■ Reading passage ■
>>>
Shipley Energy
- Type: Private
- Industry: Home heating, natural gas
- Founded: 1929
- Founder: Bill Shipley III
- Headquarters: York, Pennsylvania, U.S.
- Key people: William Shipley III, CEO 2012–2016 Chairman (incumbent) David Gruno, CEO Richard Beamesderfer, CFO
- Products: Heating oil, natural gas, propane
- Website: www.shipleyenergy.com

= Shipley Energy =

American energy company

Shipley Energy is a heating and cooling company headquartered in York, Pennsylvania. It provides energy to residential and commercial customers, in the Mid-Atlantic region of the United States, in the form of heating oil, propane, natural gas and electricity for residential customers, as well as kerosene, biodiesel and fuel oil to commercial customers, for buildings, machinery and fleets. The company also installs and services heating and cooling equipment, for both residential and commercial customers.

== Services offered ==

=== Residential services ===
Residential services offered:
- Electricity supply
- Natural gas
- Propane heating
- Oil heating
- HVAC services
- Cooling electricity installations

=== Commercial services ===
Commercial services offered:
- Energy fleet
- Fueling service
- Wholesale fuels
- Equipment transport trucking

==Shipley Group==
Shipley Energy is a company of the Shipley Group. Other companies in the group:

- Shipley Fuels Marketing, is the wholesale fuel sister company of Shipley Energy. It offers fuel from most major refiners serving the Mid Atlantic Region, including biodiesel and bio-heating oil, heating oil, kerosene, diesel, NRLM and gasoline, both branded and unbranded. Services include: inventory monitoring, daily quoting, pump and gravity off-loading, and delivery.
<<<
(Saved data entries)
>>>
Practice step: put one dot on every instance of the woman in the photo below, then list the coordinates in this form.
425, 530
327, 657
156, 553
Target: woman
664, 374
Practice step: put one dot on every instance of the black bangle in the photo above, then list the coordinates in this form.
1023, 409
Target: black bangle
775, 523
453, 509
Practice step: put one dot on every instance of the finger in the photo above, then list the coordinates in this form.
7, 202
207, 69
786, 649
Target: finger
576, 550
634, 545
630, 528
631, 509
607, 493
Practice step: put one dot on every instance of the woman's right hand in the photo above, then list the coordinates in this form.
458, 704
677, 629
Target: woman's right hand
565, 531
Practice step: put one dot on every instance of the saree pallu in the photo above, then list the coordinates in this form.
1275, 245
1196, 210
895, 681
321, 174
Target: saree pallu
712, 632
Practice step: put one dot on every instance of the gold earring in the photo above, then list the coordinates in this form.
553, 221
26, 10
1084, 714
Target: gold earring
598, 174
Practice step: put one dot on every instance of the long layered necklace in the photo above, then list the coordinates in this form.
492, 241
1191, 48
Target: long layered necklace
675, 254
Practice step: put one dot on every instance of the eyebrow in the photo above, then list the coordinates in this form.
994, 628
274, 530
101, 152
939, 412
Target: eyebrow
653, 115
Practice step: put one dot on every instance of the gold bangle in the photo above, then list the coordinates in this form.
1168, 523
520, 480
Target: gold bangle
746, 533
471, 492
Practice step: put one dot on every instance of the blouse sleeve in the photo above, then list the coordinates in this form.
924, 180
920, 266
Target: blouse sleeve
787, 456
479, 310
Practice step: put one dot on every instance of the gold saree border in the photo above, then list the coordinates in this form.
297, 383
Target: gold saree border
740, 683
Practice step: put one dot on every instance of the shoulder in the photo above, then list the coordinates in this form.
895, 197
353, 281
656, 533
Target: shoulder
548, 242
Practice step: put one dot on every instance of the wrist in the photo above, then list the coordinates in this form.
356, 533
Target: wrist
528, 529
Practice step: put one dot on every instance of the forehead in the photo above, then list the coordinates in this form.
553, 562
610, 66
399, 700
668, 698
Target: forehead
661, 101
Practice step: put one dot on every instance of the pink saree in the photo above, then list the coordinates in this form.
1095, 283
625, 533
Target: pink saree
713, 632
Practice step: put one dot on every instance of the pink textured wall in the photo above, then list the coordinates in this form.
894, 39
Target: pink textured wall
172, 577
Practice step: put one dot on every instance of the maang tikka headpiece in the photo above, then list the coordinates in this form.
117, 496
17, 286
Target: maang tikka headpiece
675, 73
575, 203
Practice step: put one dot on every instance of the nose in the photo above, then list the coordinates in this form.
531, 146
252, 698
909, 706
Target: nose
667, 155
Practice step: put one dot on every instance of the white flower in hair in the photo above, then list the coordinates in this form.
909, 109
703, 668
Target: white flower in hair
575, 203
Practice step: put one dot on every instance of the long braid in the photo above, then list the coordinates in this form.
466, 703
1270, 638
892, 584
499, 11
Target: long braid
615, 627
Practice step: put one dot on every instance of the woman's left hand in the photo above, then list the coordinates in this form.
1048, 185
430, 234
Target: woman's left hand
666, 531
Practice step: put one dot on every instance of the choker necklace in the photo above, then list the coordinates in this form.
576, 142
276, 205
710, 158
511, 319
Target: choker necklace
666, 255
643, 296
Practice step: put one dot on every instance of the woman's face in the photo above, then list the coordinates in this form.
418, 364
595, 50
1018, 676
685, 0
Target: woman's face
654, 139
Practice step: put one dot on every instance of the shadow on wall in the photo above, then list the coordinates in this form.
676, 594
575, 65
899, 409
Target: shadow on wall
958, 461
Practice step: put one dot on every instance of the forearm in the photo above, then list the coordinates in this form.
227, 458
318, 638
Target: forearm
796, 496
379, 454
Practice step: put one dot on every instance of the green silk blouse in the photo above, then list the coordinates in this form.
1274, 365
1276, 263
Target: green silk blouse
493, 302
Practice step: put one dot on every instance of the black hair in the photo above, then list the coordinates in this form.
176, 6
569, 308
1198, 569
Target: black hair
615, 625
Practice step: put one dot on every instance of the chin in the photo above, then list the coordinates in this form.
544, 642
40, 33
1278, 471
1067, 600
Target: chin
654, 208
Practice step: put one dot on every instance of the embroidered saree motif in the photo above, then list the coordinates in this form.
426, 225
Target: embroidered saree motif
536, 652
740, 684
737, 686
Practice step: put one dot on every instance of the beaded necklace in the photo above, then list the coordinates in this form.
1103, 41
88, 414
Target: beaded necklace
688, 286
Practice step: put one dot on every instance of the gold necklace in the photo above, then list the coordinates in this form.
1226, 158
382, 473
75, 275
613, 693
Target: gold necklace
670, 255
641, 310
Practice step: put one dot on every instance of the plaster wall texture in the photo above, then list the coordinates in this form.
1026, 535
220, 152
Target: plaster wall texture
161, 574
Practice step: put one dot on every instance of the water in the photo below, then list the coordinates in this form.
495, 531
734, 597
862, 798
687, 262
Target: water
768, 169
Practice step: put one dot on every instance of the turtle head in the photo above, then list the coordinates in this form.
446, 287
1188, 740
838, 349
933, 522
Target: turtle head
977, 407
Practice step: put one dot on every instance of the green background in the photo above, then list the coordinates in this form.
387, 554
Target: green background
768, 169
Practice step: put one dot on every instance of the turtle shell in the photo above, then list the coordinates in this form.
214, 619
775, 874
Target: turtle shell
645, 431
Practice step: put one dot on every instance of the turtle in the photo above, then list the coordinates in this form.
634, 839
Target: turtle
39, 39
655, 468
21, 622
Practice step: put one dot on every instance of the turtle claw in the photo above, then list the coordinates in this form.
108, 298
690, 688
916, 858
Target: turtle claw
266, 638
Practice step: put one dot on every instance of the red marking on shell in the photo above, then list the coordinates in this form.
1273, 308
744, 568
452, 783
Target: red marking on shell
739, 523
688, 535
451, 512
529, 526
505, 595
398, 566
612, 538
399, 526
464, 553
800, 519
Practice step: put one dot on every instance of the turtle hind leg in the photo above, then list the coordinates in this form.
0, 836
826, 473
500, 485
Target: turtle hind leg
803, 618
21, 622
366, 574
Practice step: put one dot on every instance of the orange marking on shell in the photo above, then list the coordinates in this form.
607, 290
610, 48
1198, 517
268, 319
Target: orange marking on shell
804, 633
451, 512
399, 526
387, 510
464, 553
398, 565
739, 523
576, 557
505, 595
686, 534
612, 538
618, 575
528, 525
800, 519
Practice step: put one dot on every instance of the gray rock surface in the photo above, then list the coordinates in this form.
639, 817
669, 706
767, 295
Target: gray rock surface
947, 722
<<<
■ Problem to work on ■
Continue the Shipley Energy article from its last sentence.

■ Answer space ■
- Seth Energy, a Shipley Energy Company, provides HVAC services, heating oil, and propane to Lancaster and Chester counties, Pennsylvania.
- Tom’s Stores and Travel Centers, are a chain of gas station and convenience stores based in York, Pennsylvania. The company currently has eight locations in central Pennsylvania.
- Solar Secured Solutions, provides a solar run security system, for protecting trailers and other portable property, including explosives, and also offers the FuelQue product, a fuel monitoring system.

Shipley Energy also owns and operates three franchises of the Atlanta-based Arby's Restaurants chain, in conjunction with Tom’s Travel Centers.